Trecho da página:
Esta semana eu recebo a usual propaganda das lojas online onde eu faço as minhas compras, e no meio dela aparece uma oferta de uma série de edições de gravações clássicas, no formato Blu-Ray Audio, batizado de “Pure Audio” pelos selos que o adotaram.

O formato existe há anos, e eu nunca me aventurei a comprar um desses discos. Um amigo me emprestou um exemplar vindo da High Definition Tape Transfers, com uma transcrição multicanal de um gravação por nós amplamente conhecida, mas por coincidência houve uma falha técnica na remasterização, e por conta disso não se pode ajuizar nada a respeito da superioridade do áudio. Para mim, comparada ao CD, não houve nenhuma.

De qualquer forma, eu já vi este filme antes, com idêntico final. Formatos promissores de áudio de alta resolução chegaram ao mercado e falharam em se estabelecerem como paradigma de qualidade dentro do mercado consumidor, ficando em um nicho cada vez mais diminuto, aparentemente para o resto dos seus dias. Atualmente, um lançamento aqui e ali de um disco de alta resolução (SACD, na maioria das vezes) não tem expressão ou impacto que poderia ter, se as circunstâncias do mercado consumidor fossem outras.

A oferta vem de fontes analógicas principalmente

A ideia por trás do Blu-Ray Audio é a mesma usada em outros formatos do chamado “áudio de alta resolução”: renovar a remasterização de gravações analógicas do passado distante, porém com transcrição em resolução elevada.

Curiosamente, e apesar do preço alto praticado, essas fontes são de apenas dois canais, na maioria dos lançamentos. Pouco se nota de esforço de quem remasteriza em recuperar e remixar o som multicanal original para 3.0, 4.0, ou 5.0.

Blu-Ray Audio

O repertório oferecido hoje a mim por e-mail é todo de música clássica. Uma edição Decca (UMG) com uma caixa contendo a interpretação da obra completa e interminável de Wagner sobre “O Anel Do Nibelungo”, feita por Sir Georg Solti a partir de 1958 ainda está à venda por aí, se o interessado dispuser a gastar cerca de uns 400 dólares.

Blu-Ray Audio

A edição de clássicos para o Blu-Ray Audio não é mera coincidência, e ela repete o que foi feito para o CD trinta anos atrás. O ouvinte de música clássica é, em princípio, mais exigente nos detalhes. Além disso, a gravação e a reprodução corretas de música clássica exige a melhor relação sinal/ruído possível.

Material extraído:
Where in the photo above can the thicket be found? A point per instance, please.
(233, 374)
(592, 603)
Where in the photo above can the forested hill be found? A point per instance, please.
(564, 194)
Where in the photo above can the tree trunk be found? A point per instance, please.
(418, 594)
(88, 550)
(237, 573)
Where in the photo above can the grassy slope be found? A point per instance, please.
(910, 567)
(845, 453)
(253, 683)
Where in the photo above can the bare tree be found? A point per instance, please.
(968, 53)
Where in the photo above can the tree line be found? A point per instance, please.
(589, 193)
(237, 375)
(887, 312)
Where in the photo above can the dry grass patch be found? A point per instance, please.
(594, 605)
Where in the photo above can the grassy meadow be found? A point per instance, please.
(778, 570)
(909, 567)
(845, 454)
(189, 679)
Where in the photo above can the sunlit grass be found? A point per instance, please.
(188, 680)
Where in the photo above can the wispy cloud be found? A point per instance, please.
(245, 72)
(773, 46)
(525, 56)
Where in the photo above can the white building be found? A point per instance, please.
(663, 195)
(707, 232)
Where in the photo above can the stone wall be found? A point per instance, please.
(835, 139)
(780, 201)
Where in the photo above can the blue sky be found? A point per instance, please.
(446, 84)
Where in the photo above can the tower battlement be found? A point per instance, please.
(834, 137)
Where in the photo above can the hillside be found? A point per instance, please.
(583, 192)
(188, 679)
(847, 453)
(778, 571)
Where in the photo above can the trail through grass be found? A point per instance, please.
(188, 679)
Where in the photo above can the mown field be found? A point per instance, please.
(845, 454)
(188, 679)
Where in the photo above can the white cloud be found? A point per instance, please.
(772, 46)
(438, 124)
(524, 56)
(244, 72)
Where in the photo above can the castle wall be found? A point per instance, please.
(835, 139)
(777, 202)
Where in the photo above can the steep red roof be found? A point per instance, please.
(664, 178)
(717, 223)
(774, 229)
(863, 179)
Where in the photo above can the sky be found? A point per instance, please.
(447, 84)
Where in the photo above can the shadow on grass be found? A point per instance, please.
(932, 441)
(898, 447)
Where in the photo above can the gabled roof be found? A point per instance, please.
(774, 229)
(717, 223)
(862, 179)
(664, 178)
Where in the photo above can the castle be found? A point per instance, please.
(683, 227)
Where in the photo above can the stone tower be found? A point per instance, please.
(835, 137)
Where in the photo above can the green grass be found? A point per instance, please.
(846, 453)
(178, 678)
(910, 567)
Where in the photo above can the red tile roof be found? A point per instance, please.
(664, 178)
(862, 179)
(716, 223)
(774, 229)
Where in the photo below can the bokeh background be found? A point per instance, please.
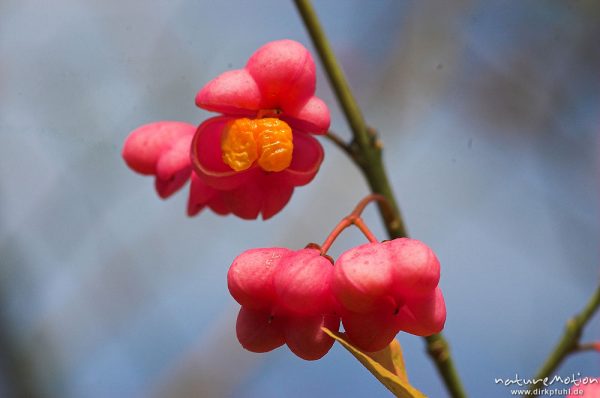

Tarefa a realizar:
Responda com base no texto sobre o Blu-Ray Audio:
(a) Que nome os selos que adotaram o formato lhe deram?
(b) Na maioria dos lançamentos, quantos canais têm as fontes?
(c) Quem fez a interpretação de "O Anel Do Nibelungo" na edição Decca, e a partir de que ano?
Os registros não têm nenhum papel aqui.

Resposta do exercício:
(a) "Pure Audio".
(b) Apenas dois canais.
(c) Sir Georg Solti, a partir de 1958.